Carlos Matos Gomes


Há umas semanas o jornal espanhol El País publicava um artigo sobre a Espanha vazia. Sobre o fenómeno que, a partir dos anos 60, esvaziou a Espanha rural. Um fenómeno idêntico ocorreu em Portugal. Em Espanha parece estar a surgir uma geração de escritores e de cineastas que tomou consciência dessa profunda mudança da sociedade, revelando as aldeias abandonadas. Em Portugal, depois da geração dos escritores e cineastas da guerra colonial, a nova geração está ainda hipnotizada pelas luzes da cidade… incapaz de ver e, menos ainda, de reflectir o vazio.
As aldeias abandonadas de Espanha e de Portugal são um dos resultados do vazio do projecto europeu do pós-guerra. São simultaneamente reais e simbólicas. As aldeias vazias do pós-guerra recordam-me o castelo templário do Almourol, isolado e vazio no meio do Tejo, junto a Tancos e à Barquinha onde nasci.
Em Portugal, após o inevitável fim das impossíveis soberanias coloniais – inevitável porque contra a ordem mundial imposta pelos vencedores da II Guerra e impossível porque contra os objectivos finais do colonialismo de lucrar com a exploração barata de matérias-primas e a transformação em produtos de alto valor –, restou um vazio disfarçado com o objectivo nacional da integração europeia. O novo desígnio. A bebedeira foi curta, mas provocou uma ressaca profunda. Hoje vivemos a ressaca do vazio que, por um lado, criámos e, por outro, encontrámos.
Retornámos (somos todos retornados) à Europa e o que podia ter sido integração no regresso ao novo continente, de onde havíamos partido, foi uma feira de feirantes mal-encarados, a vender produtos caros e de pouca utilidade. Encontrámos o vazio das montras de eletrodomésticos, dos stands de automóveis, dos centros comerciais. Desembarcámos no vazio de um centro comercial.
As aldeias rurais a que se referia o El País transferiram-se para os shopping center. Os camponeses e as camponesas são caixas de supermercado. A memória que lhes resta é a de um saco de plástico. O seu objectivo de vida é o de fechar a caixa, ou a loja. Mas as aldeias abandonadas da Espanha e de Portugal podiam continuar habitadas por homens e mulheres se a Europa procurasse o seu futuro nas ´suas raízes ramificadas, se a Europa não se tivesse deixado estrangular pelos seus vencedores, ou se quisesse libertar-se deles.

Dados de expressões referenciais
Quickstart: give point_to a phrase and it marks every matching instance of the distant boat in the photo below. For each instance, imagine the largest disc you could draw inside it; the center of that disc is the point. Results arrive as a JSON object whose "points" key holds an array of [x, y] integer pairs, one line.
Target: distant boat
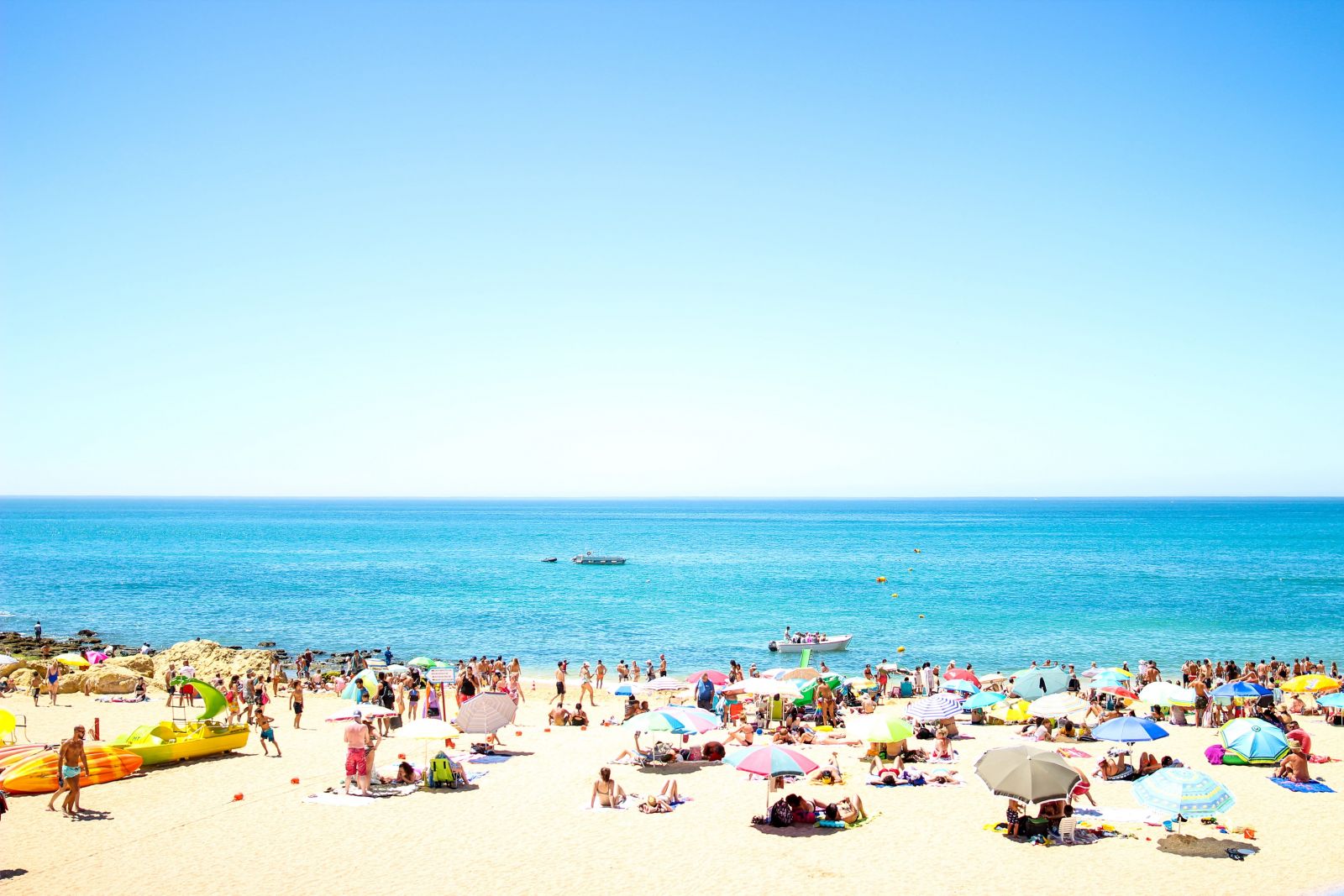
{"points": [[833, 642], [595, 559]]}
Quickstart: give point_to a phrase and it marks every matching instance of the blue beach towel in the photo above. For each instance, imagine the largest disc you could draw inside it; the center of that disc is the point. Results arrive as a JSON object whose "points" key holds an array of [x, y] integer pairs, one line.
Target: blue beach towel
{"points": [[1315, 788]]}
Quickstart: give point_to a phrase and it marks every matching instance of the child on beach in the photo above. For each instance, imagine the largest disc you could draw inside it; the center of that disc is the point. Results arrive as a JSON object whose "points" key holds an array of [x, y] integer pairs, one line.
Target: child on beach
{"points": [[268, 734]]}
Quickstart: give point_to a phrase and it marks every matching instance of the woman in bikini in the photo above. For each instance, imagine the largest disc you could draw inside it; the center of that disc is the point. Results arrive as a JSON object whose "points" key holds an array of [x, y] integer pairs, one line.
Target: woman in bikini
{"points": [[606, 790]]}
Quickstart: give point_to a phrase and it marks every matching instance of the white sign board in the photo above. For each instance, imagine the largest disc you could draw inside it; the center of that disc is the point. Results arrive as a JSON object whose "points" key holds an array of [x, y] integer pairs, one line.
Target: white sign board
{"points": [[444, 676]]}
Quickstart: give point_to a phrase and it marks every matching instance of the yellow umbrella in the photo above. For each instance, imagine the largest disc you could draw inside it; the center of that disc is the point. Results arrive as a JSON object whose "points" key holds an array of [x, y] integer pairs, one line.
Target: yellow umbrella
{"points": [[1010, 711], [1310, 684]]}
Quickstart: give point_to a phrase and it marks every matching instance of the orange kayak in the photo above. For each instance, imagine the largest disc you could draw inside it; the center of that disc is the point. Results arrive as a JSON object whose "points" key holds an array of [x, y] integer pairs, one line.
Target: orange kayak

◆ PERGUNTAS SOBRE O TEXTO
• 1. Responda com base no texto sobre as aldeias abandonadas:
(a) Que jornal espanhol publicou o artigo sobre a Espanha vazia?
(b) A partir de que década se esvaziou a Espanha rural?
(c) No meio de que rio fica o castelo templário do Almourol?
• 2. Indique todos os lugares cujo vazio, segundo o texto sobre as aldeias abandonadas, encontrámos ao retornar à Europa.
• 3. Dê a continuação do texto sobre as aldeias abandonadas, a começar depois da última frase.
Os itens não entram neste exercício.

◆ RESPOSTAS ÀS PERGUNTAS
• 1.
(a) O El País.
(b) A partir dos anos 60.
(c) No meio do Tejo.

• 2. As montras de eletrodomésticos, os stands de automóveis e os centros comerciais.

• 3.
O vazio das aldeias de Espanha e de Portugal é o vazio da Europa sem nada de seu para oferecer aos seus cidadãos, a não ser produzir e vender o que os seus novos senhores designam em inglês por utilidades e comodidades. É um triste vazio o da Europa, que uns classificam como melancolia e outros como depressão profunda.
A cura da tristeza da Europa, de uma tristeza real feita do seu vazio, não se alcança com apelos guerreiros de retorno a uma imaginária grandeza passada, aos nacionalismos e aos isolacionismos demagógicos. A cura não se faz com as receitas que causaram a doença, que provocaram as guerras que estão na sua origem.
A cura do vazio da Europa consegue-se procurando um conteúdo europeu para preencher as aldeias abandonadas. Consegue-se encontrando motivos pelos quais valha a pena lutar, um destino para a Europa ganhar o seu lugar no Mundo, que não seja o de apêndice dos Estados Unidos, uma Disneylandia.
As aldeias abandonadas da Espanha e da Europa devem ser recuperadas como aldeias europeias, habitadas por europeus, defendidas por europeus. O vazio da Europa tem de ser preenchido com europeus, atraindo os europeus, unindo-os à volta da sua cultura e dos seus valores. As aldeias abandonadas têm de se reorganizar à volta da torre de menagem de um castelo onde nos possamos reconhecer enquanto europeus.
Repovoar as aldeias abandonadas da Europa é um projecto oposto ao que tem sido seguido entre a sacralização dos mercados financeiros e o laxismo cultural.